#### [Activity]
The entries below contain a stretch that opens with the line containing "Target: illuminated christmas tree" and closes with the line containing "like [286, 426]."; set down that stretch exactly, both ends included, and nothing else.

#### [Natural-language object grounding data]
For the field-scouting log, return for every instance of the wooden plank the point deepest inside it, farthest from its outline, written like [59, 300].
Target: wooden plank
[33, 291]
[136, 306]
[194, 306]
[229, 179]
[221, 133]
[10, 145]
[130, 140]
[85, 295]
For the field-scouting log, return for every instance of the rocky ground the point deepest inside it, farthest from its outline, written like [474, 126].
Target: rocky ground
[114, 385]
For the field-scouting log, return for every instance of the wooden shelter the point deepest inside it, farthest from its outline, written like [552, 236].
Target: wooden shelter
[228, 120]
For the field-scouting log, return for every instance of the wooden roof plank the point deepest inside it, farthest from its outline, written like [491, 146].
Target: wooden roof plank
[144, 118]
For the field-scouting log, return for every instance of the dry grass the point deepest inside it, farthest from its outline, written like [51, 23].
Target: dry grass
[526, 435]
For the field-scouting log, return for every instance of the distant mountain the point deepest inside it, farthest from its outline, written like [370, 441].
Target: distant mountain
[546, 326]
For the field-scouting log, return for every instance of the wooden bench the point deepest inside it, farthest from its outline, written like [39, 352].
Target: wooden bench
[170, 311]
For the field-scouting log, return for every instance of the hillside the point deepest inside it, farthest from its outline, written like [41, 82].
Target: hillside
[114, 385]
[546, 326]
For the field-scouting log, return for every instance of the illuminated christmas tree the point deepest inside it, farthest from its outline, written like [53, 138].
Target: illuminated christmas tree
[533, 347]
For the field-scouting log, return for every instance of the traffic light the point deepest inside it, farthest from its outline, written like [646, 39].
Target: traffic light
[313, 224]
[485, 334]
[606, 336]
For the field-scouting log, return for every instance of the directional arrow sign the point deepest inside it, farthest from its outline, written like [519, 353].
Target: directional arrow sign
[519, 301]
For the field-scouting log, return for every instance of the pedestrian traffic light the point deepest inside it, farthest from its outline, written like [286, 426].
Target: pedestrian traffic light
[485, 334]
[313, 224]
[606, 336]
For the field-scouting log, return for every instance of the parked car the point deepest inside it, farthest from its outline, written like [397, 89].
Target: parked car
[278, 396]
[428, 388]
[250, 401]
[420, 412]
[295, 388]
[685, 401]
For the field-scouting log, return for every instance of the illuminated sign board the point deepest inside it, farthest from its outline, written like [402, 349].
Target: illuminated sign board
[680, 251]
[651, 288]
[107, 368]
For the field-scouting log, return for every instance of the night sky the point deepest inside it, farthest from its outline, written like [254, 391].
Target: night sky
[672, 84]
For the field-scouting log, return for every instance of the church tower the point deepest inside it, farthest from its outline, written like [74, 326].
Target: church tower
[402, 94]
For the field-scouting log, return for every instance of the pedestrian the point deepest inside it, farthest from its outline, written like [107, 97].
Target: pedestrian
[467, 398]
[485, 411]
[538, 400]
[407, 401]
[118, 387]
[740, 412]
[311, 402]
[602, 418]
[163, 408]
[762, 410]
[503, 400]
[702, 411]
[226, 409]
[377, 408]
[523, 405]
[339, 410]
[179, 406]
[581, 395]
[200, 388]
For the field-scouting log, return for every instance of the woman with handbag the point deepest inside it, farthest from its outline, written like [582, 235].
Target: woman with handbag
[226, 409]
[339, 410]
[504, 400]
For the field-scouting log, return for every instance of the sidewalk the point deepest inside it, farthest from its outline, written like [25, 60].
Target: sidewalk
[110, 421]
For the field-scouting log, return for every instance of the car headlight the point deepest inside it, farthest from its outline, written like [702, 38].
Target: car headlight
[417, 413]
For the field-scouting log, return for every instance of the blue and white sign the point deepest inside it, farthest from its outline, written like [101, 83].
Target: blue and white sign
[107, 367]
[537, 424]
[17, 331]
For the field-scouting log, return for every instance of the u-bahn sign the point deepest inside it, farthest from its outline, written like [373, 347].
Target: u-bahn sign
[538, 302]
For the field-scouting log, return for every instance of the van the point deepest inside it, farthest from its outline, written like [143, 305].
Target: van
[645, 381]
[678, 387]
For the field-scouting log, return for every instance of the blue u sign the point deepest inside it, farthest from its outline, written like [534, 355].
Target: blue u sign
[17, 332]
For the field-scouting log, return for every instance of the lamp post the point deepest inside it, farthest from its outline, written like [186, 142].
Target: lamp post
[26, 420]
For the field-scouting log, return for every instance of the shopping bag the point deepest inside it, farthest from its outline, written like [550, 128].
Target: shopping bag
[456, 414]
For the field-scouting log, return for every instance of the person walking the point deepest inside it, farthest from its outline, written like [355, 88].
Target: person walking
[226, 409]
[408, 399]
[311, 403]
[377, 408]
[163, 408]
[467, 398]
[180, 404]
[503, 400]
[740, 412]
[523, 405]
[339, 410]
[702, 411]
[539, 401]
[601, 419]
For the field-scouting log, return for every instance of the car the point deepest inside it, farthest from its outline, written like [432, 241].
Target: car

#### [Result of the exercise]
Target: illuminated christmas tree
[533, 347]
For the field-scouting log, return for every instance of the traffic light the point deepest inside it, farthest from its outline, written like [646, 39].
Target: traffic light
[313, 224]
[485, 334]
[606, 336]
For the field-scouting log, return for every instance of the directional arrow sign the point deepest inside it, farthest from its outline, written like [519, 353].
Target: directional arrow sign
[519, 301]
For the field-scouting log, return for every instance of the pedestrian traffic light the point deepest inside it, farthest from its outline, written like [286, 426].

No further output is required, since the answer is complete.